═══ The input ═══

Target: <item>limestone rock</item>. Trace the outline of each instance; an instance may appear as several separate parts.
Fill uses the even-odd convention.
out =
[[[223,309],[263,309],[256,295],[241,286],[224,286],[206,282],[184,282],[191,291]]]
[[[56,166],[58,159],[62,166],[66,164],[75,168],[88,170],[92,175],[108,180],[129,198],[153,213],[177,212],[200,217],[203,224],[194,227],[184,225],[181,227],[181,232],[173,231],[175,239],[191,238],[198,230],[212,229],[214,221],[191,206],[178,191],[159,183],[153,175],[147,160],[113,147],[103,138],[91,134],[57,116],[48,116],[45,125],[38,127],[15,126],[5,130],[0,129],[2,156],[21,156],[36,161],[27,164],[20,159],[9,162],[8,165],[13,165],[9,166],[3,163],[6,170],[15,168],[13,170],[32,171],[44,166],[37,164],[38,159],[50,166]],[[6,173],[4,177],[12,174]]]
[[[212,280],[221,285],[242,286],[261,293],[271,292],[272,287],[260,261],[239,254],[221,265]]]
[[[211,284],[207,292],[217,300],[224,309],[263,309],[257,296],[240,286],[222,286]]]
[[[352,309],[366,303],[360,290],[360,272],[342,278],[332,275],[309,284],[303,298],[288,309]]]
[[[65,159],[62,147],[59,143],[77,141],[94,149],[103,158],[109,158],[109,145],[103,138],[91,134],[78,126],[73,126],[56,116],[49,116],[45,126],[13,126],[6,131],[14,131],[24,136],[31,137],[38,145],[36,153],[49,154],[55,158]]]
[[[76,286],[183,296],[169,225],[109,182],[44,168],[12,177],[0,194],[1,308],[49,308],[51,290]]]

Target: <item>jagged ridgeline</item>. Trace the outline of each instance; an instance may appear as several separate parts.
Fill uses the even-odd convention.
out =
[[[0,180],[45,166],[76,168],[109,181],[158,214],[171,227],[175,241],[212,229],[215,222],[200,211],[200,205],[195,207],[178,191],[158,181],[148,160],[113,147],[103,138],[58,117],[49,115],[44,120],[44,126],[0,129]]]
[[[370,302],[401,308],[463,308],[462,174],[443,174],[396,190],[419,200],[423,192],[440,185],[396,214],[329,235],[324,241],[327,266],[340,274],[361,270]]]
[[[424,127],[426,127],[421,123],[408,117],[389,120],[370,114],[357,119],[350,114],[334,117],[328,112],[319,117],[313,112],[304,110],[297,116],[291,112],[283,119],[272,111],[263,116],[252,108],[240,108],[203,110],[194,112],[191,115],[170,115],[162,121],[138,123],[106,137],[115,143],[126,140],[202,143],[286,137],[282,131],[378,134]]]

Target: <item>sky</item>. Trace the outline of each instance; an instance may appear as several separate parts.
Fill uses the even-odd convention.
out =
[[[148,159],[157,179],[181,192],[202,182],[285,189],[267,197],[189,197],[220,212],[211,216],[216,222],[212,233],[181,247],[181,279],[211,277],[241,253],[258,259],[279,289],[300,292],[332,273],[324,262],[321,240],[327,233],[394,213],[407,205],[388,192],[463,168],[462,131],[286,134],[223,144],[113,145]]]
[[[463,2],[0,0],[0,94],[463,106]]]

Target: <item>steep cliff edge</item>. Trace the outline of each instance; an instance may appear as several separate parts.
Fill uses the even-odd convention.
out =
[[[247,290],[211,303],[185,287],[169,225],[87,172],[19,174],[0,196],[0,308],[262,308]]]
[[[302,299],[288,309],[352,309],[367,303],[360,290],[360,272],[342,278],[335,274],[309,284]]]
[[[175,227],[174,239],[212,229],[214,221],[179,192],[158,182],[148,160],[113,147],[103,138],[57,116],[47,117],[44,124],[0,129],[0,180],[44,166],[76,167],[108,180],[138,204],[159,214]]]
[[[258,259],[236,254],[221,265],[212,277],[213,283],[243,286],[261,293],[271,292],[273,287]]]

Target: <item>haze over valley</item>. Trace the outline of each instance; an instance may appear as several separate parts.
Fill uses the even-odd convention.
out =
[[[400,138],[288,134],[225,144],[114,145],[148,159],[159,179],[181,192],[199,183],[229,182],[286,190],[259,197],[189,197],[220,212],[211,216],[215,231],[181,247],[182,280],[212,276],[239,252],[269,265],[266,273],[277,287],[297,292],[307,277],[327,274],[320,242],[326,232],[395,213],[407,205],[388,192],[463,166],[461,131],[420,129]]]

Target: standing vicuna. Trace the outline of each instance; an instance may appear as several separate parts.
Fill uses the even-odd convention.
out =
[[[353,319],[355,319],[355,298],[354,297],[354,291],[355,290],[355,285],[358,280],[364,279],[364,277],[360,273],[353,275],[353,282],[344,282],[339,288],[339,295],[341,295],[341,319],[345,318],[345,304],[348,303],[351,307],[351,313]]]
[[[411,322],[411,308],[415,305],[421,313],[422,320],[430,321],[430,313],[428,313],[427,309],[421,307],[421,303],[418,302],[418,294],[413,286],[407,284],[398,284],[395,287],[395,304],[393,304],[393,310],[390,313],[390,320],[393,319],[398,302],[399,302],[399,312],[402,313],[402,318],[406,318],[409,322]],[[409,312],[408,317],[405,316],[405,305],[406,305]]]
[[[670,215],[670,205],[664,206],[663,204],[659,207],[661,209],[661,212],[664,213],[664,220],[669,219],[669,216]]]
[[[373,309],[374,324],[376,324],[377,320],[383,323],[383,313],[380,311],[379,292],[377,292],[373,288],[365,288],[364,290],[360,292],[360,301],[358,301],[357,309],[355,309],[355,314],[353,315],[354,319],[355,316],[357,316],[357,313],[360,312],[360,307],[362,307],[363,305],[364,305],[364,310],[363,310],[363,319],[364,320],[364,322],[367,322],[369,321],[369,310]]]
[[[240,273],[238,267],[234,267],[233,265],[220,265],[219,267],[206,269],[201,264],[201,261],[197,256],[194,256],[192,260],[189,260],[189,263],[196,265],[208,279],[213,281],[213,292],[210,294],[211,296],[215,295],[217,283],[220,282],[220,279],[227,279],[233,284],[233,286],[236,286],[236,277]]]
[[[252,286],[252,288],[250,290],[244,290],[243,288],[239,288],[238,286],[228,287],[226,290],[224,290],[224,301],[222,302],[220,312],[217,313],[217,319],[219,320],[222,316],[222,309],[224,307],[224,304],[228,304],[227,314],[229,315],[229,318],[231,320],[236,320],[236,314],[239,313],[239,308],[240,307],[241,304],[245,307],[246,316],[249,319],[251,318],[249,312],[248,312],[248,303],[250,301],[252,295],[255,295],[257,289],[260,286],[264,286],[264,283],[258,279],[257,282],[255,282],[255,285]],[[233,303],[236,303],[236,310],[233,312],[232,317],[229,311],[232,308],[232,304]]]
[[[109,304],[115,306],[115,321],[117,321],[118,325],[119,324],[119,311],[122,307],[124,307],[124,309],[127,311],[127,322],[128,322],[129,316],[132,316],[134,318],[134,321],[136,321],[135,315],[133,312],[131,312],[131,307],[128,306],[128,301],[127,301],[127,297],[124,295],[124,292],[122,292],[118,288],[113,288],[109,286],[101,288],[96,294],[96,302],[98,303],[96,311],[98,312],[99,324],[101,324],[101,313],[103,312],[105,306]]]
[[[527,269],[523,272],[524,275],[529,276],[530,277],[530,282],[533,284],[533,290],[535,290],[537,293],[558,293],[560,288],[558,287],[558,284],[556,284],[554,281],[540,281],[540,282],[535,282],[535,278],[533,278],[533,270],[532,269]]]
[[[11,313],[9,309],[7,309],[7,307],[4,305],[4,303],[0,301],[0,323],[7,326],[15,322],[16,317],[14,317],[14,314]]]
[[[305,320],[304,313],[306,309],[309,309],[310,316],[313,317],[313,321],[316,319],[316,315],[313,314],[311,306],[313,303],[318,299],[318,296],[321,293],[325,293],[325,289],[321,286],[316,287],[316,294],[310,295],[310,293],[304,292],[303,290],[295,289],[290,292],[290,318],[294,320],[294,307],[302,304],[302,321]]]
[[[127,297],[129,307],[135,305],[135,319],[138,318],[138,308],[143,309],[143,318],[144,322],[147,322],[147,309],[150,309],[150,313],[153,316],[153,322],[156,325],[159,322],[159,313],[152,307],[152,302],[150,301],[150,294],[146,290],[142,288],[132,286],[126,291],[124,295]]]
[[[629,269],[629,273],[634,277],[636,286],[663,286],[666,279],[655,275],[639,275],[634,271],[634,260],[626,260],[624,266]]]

═══
═══ The input ═══

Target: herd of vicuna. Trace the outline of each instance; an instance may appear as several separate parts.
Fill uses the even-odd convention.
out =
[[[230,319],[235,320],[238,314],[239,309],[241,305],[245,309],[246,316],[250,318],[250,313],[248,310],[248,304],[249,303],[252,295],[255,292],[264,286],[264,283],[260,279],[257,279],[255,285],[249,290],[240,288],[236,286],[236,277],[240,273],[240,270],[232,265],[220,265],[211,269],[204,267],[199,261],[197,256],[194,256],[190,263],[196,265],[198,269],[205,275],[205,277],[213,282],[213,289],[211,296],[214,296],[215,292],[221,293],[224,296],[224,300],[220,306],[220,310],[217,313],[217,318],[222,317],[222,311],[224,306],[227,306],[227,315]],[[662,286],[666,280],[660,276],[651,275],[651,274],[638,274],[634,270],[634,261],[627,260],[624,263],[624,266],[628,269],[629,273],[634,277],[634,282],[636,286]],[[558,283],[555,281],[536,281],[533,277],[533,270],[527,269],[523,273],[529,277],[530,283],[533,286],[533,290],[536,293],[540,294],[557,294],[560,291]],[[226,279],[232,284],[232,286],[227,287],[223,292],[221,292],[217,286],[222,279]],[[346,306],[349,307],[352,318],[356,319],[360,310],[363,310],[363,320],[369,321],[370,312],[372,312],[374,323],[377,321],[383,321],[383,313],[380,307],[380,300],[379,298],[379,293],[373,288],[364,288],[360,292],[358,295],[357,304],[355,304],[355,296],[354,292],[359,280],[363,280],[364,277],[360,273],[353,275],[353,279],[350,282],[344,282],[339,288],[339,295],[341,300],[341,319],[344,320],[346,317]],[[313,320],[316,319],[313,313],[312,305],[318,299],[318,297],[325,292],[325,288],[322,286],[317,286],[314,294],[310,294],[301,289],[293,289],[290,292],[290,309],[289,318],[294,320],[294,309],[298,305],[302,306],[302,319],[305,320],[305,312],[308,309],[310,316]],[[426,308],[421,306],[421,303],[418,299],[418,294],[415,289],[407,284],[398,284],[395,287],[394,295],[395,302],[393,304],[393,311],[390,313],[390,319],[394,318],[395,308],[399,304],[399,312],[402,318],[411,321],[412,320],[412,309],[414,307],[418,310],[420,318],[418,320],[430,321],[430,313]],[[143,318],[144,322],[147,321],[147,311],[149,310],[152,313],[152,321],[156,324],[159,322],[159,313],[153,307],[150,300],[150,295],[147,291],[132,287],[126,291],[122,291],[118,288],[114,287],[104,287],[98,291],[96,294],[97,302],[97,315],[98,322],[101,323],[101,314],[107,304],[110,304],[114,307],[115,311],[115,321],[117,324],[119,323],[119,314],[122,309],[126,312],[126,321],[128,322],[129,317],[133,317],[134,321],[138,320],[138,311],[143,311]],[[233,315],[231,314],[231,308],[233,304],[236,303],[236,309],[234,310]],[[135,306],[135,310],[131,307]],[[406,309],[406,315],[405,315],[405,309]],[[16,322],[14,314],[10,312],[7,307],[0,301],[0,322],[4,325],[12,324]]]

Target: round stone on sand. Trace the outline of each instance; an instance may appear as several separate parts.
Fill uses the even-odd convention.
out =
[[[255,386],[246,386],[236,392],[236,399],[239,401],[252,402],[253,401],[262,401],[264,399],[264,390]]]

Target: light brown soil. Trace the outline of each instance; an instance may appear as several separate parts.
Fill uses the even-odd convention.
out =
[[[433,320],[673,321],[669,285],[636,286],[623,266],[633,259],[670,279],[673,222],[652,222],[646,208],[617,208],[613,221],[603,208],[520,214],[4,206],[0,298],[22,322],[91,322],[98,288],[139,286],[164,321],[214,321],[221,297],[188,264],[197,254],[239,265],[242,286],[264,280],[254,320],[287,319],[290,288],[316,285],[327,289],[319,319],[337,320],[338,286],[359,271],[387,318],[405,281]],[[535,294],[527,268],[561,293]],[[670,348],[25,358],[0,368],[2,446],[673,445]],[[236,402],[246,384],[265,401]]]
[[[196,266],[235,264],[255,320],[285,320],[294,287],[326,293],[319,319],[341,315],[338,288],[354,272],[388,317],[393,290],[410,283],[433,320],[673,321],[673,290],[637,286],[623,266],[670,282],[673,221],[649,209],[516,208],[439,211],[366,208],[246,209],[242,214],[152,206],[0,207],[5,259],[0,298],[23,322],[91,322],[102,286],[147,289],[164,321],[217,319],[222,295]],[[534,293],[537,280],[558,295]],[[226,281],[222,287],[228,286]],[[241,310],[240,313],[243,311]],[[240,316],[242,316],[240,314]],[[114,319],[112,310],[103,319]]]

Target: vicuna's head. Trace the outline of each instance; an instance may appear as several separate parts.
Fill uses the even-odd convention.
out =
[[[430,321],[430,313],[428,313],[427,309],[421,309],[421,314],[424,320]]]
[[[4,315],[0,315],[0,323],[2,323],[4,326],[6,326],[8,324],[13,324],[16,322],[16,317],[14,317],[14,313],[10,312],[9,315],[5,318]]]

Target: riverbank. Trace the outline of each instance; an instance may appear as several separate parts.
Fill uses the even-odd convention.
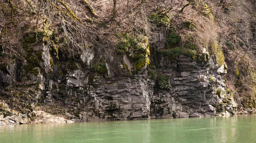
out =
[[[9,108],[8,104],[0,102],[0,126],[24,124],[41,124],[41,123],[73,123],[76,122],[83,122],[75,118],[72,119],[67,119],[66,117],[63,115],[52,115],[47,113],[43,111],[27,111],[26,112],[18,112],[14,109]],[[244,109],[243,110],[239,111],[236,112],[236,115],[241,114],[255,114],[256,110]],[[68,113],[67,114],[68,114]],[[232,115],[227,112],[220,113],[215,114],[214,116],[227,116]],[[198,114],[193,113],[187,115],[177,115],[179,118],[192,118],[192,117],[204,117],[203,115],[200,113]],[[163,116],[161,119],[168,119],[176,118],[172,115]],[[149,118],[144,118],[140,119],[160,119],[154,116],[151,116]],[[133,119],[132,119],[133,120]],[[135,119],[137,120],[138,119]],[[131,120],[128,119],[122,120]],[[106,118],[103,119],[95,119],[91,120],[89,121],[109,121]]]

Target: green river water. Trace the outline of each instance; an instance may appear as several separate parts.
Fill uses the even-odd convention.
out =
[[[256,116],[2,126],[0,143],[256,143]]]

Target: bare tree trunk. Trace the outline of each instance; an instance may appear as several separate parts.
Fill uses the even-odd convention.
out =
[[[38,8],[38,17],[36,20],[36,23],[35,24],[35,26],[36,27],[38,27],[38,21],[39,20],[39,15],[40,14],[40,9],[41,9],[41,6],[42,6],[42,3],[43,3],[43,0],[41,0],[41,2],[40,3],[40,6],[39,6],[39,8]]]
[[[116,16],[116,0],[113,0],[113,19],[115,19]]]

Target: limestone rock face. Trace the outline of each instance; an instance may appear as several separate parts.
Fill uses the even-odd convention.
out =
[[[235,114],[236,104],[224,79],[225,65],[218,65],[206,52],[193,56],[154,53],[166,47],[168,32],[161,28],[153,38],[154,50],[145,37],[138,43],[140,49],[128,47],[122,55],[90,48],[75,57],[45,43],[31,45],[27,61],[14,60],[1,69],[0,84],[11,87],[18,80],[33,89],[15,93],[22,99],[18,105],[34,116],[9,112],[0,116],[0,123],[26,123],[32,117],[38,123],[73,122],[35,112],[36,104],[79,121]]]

═══

Task goal |
Could you copy out the records between the line holding "Target: green river" and the line holding "[[[256,116],[2,126],[0,143],[256,143]]]", inclusive, reproducing them verbatim?

Exercise output |
Target: green river water. Trace the outline of each instance; an instance may appear as several separate parts.
Fill uses the even-odd convention.
out =
[[[256,116],[2,126],[0,143],[256,143]]]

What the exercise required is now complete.